-- Opening Marker --

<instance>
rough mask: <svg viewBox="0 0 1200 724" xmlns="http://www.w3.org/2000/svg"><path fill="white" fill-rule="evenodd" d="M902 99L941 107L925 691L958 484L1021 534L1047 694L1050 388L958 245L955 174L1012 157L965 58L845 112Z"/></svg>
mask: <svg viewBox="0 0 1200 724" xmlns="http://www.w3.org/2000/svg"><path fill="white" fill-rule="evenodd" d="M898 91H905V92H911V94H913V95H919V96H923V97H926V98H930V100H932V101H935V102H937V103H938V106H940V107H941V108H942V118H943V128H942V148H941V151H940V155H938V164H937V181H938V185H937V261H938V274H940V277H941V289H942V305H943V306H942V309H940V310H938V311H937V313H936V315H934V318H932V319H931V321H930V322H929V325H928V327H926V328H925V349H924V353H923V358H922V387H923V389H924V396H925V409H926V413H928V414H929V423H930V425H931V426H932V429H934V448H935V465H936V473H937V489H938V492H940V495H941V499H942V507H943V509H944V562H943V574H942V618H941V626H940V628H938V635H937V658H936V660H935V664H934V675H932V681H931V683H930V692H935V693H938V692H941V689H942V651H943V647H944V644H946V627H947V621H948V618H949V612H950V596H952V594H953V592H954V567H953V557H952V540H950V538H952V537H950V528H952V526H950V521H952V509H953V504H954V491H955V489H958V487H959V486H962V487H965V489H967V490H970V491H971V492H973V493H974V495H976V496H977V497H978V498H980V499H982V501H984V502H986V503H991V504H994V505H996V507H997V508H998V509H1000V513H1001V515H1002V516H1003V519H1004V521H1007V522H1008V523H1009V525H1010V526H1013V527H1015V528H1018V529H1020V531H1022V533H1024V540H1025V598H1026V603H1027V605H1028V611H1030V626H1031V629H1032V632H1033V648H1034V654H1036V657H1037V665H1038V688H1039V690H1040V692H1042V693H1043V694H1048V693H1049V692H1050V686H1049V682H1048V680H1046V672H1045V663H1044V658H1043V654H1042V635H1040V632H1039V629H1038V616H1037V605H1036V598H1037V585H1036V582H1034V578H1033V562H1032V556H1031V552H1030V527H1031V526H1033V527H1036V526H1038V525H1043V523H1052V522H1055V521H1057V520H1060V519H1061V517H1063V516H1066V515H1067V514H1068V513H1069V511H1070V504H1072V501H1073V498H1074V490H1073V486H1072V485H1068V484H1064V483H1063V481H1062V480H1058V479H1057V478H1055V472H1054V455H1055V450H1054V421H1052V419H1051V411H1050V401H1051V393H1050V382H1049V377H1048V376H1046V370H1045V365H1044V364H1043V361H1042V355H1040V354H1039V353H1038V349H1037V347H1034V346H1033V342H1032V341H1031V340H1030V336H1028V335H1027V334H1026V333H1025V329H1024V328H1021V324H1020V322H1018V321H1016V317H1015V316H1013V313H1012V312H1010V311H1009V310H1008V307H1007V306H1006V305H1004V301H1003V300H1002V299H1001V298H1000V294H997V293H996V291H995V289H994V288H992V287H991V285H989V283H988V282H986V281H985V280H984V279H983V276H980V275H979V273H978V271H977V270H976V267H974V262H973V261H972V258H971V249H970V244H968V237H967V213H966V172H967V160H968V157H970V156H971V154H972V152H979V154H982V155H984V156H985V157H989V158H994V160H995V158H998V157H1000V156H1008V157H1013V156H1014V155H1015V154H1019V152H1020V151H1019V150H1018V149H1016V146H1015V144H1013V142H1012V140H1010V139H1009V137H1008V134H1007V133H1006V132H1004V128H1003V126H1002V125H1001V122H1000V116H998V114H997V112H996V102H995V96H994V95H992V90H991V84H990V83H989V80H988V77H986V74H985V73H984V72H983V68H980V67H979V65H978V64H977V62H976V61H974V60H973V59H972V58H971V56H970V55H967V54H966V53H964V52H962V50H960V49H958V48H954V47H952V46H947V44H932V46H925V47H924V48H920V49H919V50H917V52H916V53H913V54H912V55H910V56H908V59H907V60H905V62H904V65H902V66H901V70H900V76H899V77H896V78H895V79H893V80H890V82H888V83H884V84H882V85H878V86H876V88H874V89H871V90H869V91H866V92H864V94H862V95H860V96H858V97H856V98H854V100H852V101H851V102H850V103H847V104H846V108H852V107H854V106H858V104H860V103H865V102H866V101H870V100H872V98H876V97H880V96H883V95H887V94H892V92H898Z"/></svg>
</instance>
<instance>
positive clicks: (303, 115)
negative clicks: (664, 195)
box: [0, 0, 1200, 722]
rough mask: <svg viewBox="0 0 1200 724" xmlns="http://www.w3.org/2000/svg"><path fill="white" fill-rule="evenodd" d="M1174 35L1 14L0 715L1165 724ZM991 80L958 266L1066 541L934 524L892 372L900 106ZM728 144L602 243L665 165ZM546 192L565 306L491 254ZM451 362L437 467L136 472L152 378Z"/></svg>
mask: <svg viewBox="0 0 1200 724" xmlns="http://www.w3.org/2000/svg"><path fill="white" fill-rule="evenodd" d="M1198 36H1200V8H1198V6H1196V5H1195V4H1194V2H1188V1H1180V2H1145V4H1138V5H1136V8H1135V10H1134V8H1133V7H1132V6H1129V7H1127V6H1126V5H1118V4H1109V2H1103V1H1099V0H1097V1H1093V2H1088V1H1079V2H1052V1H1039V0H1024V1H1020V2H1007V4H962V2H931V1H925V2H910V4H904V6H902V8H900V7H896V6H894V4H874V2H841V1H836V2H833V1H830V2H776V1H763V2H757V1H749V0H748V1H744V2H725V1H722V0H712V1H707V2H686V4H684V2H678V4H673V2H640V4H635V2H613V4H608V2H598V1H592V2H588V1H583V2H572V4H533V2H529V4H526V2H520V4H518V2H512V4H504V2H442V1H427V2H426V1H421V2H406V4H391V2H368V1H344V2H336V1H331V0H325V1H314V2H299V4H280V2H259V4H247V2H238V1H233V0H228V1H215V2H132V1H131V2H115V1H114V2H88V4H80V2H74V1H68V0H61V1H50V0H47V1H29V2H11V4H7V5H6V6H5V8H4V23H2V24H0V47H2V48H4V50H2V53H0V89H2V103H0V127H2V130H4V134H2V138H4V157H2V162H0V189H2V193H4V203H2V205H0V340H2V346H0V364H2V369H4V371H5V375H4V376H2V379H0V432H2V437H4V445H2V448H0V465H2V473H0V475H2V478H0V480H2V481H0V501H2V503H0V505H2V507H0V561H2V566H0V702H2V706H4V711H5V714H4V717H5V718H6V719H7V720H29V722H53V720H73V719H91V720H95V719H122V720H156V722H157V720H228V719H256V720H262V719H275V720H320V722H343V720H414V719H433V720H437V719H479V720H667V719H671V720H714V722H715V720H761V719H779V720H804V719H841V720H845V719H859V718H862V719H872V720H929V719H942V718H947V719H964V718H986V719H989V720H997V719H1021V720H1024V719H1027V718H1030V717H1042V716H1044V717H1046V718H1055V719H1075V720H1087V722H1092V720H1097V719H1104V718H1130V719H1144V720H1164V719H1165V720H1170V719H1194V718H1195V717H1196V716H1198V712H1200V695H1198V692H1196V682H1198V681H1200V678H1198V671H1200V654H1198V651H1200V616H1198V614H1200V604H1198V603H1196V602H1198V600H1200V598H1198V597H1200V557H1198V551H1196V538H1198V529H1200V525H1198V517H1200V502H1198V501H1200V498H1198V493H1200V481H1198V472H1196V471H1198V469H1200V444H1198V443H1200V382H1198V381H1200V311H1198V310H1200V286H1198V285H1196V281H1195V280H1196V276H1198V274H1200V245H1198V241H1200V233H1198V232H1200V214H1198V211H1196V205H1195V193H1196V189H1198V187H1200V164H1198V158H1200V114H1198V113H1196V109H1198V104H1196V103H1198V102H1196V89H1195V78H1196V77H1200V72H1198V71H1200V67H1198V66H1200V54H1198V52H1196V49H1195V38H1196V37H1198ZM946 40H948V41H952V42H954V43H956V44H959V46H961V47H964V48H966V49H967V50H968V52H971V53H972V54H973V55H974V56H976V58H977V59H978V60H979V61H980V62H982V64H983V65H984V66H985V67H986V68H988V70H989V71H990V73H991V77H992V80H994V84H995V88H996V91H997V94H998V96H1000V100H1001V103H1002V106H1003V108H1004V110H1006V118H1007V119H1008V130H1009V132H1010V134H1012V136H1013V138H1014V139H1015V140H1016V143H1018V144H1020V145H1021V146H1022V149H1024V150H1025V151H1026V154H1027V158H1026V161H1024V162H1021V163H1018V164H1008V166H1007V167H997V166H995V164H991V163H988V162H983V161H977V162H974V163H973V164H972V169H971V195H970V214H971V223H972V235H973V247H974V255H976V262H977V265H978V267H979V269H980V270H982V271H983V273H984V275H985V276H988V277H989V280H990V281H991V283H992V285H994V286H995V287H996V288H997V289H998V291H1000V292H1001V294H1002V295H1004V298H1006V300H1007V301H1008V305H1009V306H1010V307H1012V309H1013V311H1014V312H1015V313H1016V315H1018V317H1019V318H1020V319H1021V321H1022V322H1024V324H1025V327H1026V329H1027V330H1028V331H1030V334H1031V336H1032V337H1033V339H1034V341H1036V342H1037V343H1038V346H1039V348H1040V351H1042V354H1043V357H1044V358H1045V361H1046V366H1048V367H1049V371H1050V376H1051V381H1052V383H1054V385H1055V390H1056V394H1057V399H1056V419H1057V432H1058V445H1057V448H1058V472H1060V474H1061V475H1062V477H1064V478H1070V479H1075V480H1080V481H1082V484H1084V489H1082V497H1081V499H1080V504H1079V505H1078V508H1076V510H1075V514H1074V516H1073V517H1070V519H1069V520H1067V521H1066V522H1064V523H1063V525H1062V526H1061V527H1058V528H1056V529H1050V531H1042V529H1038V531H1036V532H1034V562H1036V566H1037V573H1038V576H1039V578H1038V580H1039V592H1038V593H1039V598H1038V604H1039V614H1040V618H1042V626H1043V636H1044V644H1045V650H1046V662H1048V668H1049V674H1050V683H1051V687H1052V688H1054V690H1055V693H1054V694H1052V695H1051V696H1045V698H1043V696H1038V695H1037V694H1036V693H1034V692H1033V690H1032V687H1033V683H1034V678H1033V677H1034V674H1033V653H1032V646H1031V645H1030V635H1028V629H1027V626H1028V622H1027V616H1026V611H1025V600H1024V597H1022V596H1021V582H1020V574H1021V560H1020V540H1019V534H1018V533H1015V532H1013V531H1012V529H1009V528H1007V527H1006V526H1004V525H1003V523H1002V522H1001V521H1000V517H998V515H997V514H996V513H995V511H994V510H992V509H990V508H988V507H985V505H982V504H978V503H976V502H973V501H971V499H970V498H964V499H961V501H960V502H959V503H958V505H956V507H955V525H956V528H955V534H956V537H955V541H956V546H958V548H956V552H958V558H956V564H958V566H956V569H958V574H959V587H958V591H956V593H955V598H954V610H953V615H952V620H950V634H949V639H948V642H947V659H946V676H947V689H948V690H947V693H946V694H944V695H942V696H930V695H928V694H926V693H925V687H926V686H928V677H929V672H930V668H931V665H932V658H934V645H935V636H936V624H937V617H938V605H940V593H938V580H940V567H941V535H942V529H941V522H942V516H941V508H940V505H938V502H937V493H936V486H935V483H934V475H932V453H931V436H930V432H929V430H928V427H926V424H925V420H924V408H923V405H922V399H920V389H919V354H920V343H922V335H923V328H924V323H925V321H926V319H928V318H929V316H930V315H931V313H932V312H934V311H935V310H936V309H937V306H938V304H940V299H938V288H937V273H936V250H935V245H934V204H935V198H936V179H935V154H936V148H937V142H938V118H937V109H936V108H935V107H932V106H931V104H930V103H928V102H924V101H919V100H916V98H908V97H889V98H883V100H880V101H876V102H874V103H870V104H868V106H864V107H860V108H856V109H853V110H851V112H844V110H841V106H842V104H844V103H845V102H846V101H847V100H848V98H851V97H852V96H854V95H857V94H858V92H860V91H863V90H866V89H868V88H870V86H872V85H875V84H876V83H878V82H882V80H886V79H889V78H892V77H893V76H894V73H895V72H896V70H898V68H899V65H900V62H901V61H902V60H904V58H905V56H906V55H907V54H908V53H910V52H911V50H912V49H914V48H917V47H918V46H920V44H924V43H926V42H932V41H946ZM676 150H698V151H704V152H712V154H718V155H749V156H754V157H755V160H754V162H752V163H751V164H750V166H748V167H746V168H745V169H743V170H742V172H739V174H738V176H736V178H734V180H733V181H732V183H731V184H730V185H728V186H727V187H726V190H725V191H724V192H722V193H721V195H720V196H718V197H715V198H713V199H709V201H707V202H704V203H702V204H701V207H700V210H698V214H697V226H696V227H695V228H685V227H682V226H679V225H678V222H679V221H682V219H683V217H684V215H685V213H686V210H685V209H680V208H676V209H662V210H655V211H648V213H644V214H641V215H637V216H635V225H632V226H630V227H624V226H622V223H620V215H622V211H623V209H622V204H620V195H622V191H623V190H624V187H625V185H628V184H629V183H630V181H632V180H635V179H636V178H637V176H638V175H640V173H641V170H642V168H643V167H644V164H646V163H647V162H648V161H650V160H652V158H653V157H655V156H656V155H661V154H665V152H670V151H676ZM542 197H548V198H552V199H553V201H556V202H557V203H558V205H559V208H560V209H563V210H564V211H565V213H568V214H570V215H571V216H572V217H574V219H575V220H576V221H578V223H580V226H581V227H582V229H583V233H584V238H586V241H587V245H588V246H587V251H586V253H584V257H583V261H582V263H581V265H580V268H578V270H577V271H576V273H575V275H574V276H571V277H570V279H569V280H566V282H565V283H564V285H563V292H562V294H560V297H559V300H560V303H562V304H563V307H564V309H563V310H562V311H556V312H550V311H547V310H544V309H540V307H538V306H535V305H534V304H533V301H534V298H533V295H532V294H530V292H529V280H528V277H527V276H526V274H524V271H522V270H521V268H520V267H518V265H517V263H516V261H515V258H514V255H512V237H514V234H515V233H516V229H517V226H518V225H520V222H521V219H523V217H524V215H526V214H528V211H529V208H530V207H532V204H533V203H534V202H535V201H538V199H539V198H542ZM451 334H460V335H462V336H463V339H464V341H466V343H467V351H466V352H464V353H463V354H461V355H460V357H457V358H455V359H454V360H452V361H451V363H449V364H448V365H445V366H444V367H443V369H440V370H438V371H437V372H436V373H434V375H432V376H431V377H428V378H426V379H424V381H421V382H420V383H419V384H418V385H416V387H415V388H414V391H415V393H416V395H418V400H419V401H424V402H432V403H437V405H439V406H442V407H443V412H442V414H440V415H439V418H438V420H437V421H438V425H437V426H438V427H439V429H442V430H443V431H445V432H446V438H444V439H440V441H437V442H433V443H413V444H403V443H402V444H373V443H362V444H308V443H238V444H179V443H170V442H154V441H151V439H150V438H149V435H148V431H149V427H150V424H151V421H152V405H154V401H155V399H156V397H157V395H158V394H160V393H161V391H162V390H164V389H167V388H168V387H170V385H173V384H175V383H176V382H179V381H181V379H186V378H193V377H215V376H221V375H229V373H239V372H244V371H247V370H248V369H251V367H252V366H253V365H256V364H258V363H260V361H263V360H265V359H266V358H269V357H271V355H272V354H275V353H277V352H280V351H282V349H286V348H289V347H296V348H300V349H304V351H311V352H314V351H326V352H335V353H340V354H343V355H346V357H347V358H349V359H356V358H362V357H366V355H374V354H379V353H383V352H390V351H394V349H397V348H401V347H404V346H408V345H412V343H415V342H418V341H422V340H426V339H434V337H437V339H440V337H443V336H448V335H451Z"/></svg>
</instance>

-- Closing Marker --

PROBLEM REQUIREMENTS:
In the entries above, find each line that has the word "clicks". Copy it.

WRITTEN RESPONSE:
positive clicks: (303, 115)
negative clicks: (664, 195)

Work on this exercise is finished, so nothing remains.